Copy the interview below about the documentary Gotham word for word, from its first sentence to its last.

-- Provided passage --
--- START ---

Michelle Taylor is co-founder of Electrolift Creative and producer of the new documentary Gotham: The Fall and Rise of New York, which chronicles the city’s renewal starting in the 1990s and introduces the people and ideas responsible for the dramatic turnaround that ensued. She spoke with City Journal associate editor Daniel Kennelly.

Tell us about the origins of this film.

Gotham started out as a straightforward history documentary. I was talking with Larry Mone, former president of the Manhattan Institute, and he wanted to capture the story of New York City’s turnaround in the 1990s. As an independent film producer, I wanted to get the individuals involved in that story to tell on camera how it happened. In a nutshell, the film’s goal was to explain how New York went from Fear City to the City of Dreams.

However, months into pre-production, Covid hit. That kept shutting us down, and soon afterward, it became evident to many New Yorkers that their city had started a new decline. We shifted the focus of the documentary somewhat. We didn’t want merely to re-tell the history but also to create a blueprint for the future. New York City came back once before. And back then, it was in a much deeper and darker hole.

--- END ---

-- Material shown --
--- START ---

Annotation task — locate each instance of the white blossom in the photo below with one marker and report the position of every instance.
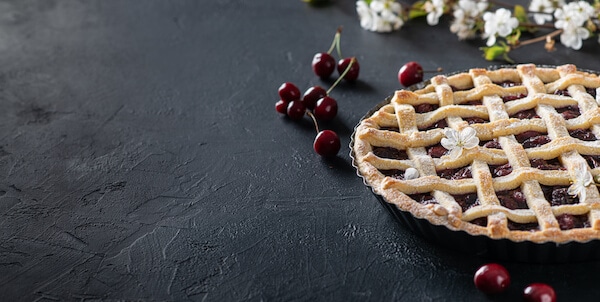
(543, 9)
(411, 173)
(571, 18)
(499, 23)
(434, 9)
(466, 12)
(380, 15)
(457, 141)
(582, 179)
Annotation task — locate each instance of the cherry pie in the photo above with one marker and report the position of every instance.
(507, 153)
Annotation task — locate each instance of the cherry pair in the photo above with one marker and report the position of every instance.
(324, 64)
(494, 278)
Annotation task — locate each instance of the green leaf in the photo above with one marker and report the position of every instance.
(513, 39)
(496, 51)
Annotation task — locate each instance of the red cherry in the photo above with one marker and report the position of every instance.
(352, 74)
(410, 73)
(312, 95)
(289, 92)
(492, 278)
(323, 64)
(326, 109)
(296, 110)
(327, 143)
(281, 106)
(539, 292)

--- END ---

-- Result of the exercise --
Michelle Taylor is co-founder of Electrolift Creative and producer of the new documentary Gotham: The Fall and Rise of New York, which chronicles the city’s renewal starting in the 1990s and introduces the people and ideas responsible for the dramatic turnaround that ensued. She spoke with City Journal associate editor Daniel Kennelly.

Tell us about the origins of this film.

Gotham started out as a straightforward history documentary. I was talking with Larry Mone, former president of the Manhattan Institute, and he wanted to capture the story of New York City’s turnaround in the 1990s. As an independent film producer, I wanted to get the individuals involved in that story to tell on camera how it happened. In a nutshell, the film’s goal was to explain how New York went from Fear City to the City of Dreams.

However, months into pre-production, Covid hit. That kept shutting us down, and soon afterward, it became evident to many New Yorkers that their city had started a new decline. We shifted the focus of the documentary somewhat. We didn’t want merely to re-tell the history but also to create a blueprint for the future. New York City came back once before. And back then, it was in a much deeper and darker hole.